» **YOUR OBJECTIVE**
Write out every line below with no difference at all.

» **RECORDS SHOWN**
◇ ◇ ◇
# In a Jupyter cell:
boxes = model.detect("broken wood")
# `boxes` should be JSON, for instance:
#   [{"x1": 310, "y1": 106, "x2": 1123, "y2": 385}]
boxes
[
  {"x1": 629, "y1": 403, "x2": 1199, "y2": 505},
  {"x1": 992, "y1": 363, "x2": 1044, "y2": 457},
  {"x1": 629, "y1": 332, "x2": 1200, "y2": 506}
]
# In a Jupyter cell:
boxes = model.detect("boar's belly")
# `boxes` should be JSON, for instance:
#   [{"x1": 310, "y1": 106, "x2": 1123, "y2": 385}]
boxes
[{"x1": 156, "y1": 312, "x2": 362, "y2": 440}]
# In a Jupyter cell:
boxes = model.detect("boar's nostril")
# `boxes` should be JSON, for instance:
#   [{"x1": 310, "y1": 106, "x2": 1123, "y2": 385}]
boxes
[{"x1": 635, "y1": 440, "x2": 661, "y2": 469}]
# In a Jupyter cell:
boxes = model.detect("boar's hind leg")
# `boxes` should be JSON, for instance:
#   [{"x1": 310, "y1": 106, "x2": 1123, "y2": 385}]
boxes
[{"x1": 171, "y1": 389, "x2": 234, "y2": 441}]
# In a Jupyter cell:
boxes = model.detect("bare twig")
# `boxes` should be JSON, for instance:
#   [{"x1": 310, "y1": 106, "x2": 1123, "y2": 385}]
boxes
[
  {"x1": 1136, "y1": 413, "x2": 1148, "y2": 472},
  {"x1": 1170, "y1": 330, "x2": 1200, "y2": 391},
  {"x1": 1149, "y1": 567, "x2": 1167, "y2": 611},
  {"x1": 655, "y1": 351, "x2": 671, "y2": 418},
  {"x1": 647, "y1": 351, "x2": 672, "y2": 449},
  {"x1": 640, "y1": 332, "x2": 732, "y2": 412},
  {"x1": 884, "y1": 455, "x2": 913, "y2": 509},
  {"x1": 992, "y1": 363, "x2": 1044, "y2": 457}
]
◇ ◇ ◇
» **EXERCISE SOLUTION**
# In a Jupyter cell:
boxes = model.detect("broken wood")
# `boxes` should be JSON, for instance:
#   [{"x1": 310, "y1": 106, "x2": 1123, "y2": 385}]
boxes
[
  {"x1": 629, "y1": 403, "x2": 1199, "y2": 505},
  {"x1": 992, "y1": 363, "x2": 1044, "y2": 457},
  {"x1": 629, "y1": 332, "x2": 1200, "y2": 506}
]
# In a Jupyter cell:
boxes = model.detect("boar's belly")
# `boxes` should be JSON, for instance:
#   [{"x1": 310, "y1": 106, "x2": 1123, "y2": 385}]
boxes
[{"x1": 156, "y1": 312, "x2": 362, "y2": 440}]
# In a Jupyter cell:
boxes = model.detect("boar's nostril")
# `boxes` should be JSON, for instance:
#   [{"x1": 310, "y1": 106, "x2": 1123, "y2": 385}]
boxes
[{"x1": 635, "y1": 440, "x2": 661, "y2": 469}]
# In a Jupyter cell:
boxes = model.detect("boar's hind leg")
# `boxes` should be JSON, for instance:
#   [{"x1": 310, "y1": 106, "x2": 1123, "y2": 385}]
boxes
[{"x1": 171, "y1": 389, "x2": 234, "y2": 441}]
# In a Jupyter cell:
boxes = model.detect("bare twig")
# `boxes` should be JSON, for instance:
#   [{"x1": 310, "y1": 106, "x2": 1123, "y2": 385}]
boxes
[
  {"x1": 1136, "y1": 413, "x2": 1148, "y2": 472},
  {"x1": 1170, "y1": 330, "x2": 1200, "y2": 391},
  {"x1": 1149, "y1": 567, "x2": 1167, "y2": 611},
  {"x1": 655, "y1": 351, "x2": 671, "y2": 418},
  {"x1": 647, "y1": 351, "x2": 672, "y2": 449},
  {"x1": 640, "y1": 332, "x2": 732, "y2": 412},
  {"x1": 884, "y1": 455, "x2": 913, "y2": 509},
  {"x1": 992, "y1": 363, "x2": 1044, "y2": 457}
]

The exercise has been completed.